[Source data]
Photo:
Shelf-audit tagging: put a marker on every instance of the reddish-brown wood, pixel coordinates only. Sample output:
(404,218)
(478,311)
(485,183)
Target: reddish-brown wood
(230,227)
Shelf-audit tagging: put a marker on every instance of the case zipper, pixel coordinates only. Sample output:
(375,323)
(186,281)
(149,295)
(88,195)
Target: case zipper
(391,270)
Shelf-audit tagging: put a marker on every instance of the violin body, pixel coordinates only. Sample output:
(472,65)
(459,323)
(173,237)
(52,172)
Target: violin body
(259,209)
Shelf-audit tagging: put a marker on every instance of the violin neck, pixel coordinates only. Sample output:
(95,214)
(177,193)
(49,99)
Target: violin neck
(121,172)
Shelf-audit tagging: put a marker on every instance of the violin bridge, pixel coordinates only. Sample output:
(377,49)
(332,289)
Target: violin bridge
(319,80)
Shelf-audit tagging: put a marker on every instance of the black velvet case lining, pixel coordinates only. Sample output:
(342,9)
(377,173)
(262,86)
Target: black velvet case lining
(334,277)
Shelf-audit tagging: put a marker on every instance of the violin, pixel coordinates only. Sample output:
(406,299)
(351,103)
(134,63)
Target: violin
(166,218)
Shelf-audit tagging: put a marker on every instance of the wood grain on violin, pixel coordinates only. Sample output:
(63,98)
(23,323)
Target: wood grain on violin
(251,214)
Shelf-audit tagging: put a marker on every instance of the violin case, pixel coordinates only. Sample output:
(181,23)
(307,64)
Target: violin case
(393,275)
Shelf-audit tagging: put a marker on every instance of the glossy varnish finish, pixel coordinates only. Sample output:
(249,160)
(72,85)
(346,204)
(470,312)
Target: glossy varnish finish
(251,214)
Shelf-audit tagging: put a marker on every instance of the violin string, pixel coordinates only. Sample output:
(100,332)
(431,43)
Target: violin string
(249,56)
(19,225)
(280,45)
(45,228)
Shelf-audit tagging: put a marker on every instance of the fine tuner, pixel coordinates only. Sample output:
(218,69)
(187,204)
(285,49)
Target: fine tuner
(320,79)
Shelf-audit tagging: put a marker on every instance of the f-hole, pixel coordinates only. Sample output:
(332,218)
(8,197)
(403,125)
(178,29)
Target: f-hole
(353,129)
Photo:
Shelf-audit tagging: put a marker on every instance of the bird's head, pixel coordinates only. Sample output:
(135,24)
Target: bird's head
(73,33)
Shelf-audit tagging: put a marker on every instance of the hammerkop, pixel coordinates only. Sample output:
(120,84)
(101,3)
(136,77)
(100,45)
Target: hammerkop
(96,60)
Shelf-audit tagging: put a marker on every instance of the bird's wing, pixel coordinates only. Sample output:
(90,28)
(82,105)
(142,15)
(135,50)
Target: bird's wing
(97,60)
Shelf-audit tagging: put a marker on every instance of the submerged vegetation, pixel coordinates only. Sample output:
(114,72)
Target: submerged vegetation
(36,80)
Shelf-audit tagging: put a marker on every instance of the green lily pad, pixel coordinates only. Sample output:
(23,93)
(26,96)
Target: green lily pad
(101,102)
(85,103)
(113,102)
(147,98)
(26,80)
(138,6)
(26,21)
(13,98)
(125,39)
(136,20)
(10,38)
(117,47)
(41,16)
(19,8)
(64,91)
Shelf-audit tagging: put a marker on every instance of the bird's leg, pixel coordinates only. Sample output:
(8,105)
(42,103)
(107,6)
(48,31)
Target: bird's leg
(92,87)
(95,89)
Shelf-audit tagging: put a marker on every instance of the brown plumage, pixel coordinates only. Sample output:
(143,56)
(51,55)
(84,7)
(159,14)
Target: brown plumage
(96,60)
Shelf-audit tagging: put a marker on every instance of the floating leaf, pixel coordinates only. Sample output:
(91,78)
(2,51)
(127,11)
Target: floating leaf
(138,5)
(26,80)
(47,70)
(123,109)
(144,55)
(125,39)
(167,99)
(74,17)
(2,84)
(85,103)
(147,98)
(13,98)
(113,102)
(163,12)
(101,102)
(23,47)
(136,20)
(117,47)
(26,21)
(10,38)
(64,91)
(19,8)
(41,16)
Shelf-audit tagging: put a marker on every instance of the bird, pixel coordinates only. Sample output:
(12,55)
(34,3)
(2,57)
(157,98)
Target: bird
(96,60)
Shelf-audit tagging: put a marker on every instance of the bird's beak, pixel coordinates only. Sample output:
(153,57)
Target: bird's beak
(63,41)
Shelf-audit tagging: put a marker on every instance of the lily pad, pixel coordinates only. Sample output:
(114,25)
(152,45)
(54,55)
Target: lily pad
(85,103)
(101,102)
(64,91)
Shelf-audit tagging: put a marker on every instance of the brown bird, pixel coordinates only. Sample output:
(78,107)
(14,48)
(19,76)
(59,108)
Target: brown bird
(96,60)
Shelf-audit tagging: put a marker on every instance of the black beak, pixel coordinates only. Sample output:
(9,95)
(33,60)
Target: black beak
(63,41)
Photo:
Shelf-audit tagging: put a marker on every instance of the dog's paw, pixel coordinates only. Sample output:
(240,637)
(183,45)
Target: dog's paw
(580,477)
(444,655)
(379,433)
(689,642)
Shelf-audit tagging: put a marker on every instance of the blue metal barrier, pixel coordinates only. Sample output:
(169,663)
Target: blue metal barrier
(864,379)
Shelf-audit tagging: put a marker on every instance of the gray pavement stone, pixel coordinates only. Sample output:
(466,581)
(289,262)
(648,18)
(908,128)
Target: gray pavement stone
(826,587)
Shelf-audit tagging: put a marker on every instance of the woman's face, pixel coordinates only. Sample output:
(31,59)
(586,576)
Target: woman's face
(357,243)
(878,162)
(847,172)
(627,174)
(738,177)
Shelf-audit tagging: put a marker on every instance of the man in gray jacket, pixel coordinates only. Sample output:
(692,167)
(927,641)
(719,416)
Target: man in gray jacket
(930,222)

■ Work item ■
Now repeat the data exactly, keeping every line.

■ Solution to the exercise ■
Photo:
Shelf-audit tagging: put a marker on every instance of the reddish-brown wood, pixel coordinates only. Sample output:
(404,218)
(478,311)
(485,183)
Target: reddish-brown wood
(230,227)
Shelf-audit tagging: put a marker on every instance of the case zipper, pixel coordinates only. Sample output:
(375,323)
(186,281)
(149,295)
(88,195)
Target: case zipper
(391,270)
Shelf-audit tagging: put a marker on every instance of the violin body, pixel coordinates only. Sample output:
(472,65)
(459,323)
(173,237)
(52,172)
Target: violin body
(259,209)
Shelf-audit tagging: put a marker on every instance of the violin neck, pixel coordinates only. Sample output:
(95,214)
(177,193)
(49,99)
Target: violin neck
(121,172)
Shelf-audit tagging: put a marker on every instance of the violin bridge, pixel coordinates only. Sample output:
(377,49)
(332,289)
Target: violin bridge
(319,80)
Shelf-audit tagging: put a marker on every instance of the black velvet case lining, pixel coordinates only. Sample output:
(342,9)
(377,173)
(262,86)
Target: black velvet case lining
(334,277)
Shelf-audit tagging: put a marker on every instance of the violin, pixel coordinates only. Sample output:
(406,299)
(351,103)
(134,63)
Target: violin
(166,218)
Shelf-audit tagging: put a marker on every instance of the wood grain on violin, pixel coordinates only. Sample output:
(63,98)
(23,323)
Target: wood grain on violin
(251,214)
Shelf-audit tagging: put a marker on every instance of the violin case, pixel coordinates only. Sample output:
(181,23)
(307,64)
Target: violin case
(393,275)
Shelf-audit tagging: put a marker on every instance of the glossy varnish finish, pixel coordinates only. Sample output:
(249,160)
(72,85)
(346,204)
(470,312)
Target: glossy varnish finish
(251,214)
Shelf-audit tagging: put a marker on every instance of the violin string, pixel coordinates only. Sample output:
(100,332)
(431,43)
Target: violin string
(249,56)
(19,225)
(280,45)
(45,228)
Shelf-audit tagging: put a marker on every instance of the fine tuner, pixel coordinates only. Sample output:
(218,69)
(187,204)
(285,49)
Target: fine tuner
(320,79)
Shelf-audit tagging: put a marker on every instance of the f-hole, pixel coordinates only. Sample output:
(332,218)
(8,197)
(403,125)
(178,29)
Target: f-hole
(353,129)
Photo:
Shelf-audit tagging: put a marker on every instance of the bird's head, pixel coordinates only. Sample output:
(135,24)
Target: bird's head
(73,33)
Shelf-audit tagging: put a marker on every instance of the hammerkop, pixel coordinates only. Sample output:
(120,84)
(101,3)
(136,77)
(100,45)
Target: hammerkop
(96,60)
Shelf-audit tagging: put a marker on every instance of the bird's wing, pixel coordinates only. Sample output:
(90,28)
(82,105)
(142,15)
(135,50)
Target: bird's wing
(97,60)
Shelf-audit tagging: put a marker on every instance of the submerged vegetation, pixel coordinates only. Sample output:
(114,72)
Target: submerged vegetation
(36,80)
Shelf-audit tagging: put a marker on every instance of the green lily pad, pixel coordinates only. Sample output:
(23,93)
(26,96)
Target: green lily pad
(101,102)
(85,103)
(113,102)
(147,98)
(26,80)
(138,6)
(26,21)
(13,98)
(125,39)
(136,20)
(10,38)
(117,47)
(41,16)
(19,8)
(64,91)
Shelf-audit tagging: put a marker on every instance of the bird's leg, pixel coordinates only. Sample output:
(8,105)
(42,103)
(107,6)
(48,31)
Target: bird's leg
(92,87)
(95,89)
Shelf-audit tagging: put a marker on every instance of the brown plumage, pixel coordinates only. Sample output:
(143,56)
(51,55)
(84,7)
(159,14)
Target: brown plumage
(96,60)
Shelf-audit tagging: put a marker on every instance of the floating leaf, pixel coordinates only. Sample output:
(91,78)
(2,51)
(127,11)
Target: floating leaf
(138,5)
(26,80)
(47,70)
(123,109)
(144,55)
(125,39)
(167,99)
(74,17)
(2,84)
(85,103)
(147,98)
(13,98)
(113,102)
(163,12)
(101,102)
(23,47)
(136,20)
(117,47)
(26,21)
(10,38)
(64,91)
(19,8)
(41,16)
Shelf-audit tagging: put a marker on every instance of the bird, pixel coordinates only. Sample output:
(12,55)
(34,3)
(2,57)
(157,98)
Target: bird
(96,60)
Shelf-audit tagging: put a marker on every instance of the bird's beak, pixel coordinates only. Sample output:
(153,57)
Target: bird's beak
(63,41)
Shelf-audit tagging: put a marker on every instance of the lily pad, pixel coordinates only. Sample output:
(114,25)
(152,45)
(54,55)
Target: lily pad
(85,103)
(101,102)
(64,91)
Shelf-audit tagging: put a marker on every instance of the brown bird, pixel coordinates only. Sample output:
(78,107)
(14,48)
(19,76)
(59,108)
Target: brown bird
(96,60)
Shelf-audit tagging: put a marker on every instance of the black beak, pixel coordinates only. Sample output:
(9,95)
(33,60)
Target: black beak
(63,41)
Photo:
Shelf-audit tagging: put a marker on every instance of the dog's paw, pixel coordinates only. Sample output:
(240,637)
(183,45)
Target: dog's paw
(580,477)
(444,655)
(379,433)
(689,642)
Shelf-audit tagging: put a marker on every instance of the blue metal barrier, pixel coordinates only. Sample output:
(169,663)
Target: blue metal barrier
(864,379)
Shelf-audit tagging: put a marker on every instance of the gray pavement stone, pixel coordinates only. Sample output:
(466,581)
(289,262)
(648,18)
(908,128)
Target: gray pavement stone
(826,587)
Shelf-audit tagging: put a marker on every instance of the woman's face, pixel coordinates only. Sample output:
(31,59)
(586,576)
Target: woman's face
(357,243)
(878,162)
(847,172)
(627,174)
(738,177)
Shelf-audit tagging: put a marker on every instance of the man in gray jacket, pixel coordinates only. Sample output:
(692,167)
(927,641)
(719,416)
Target: man in gray jacket
(930,222)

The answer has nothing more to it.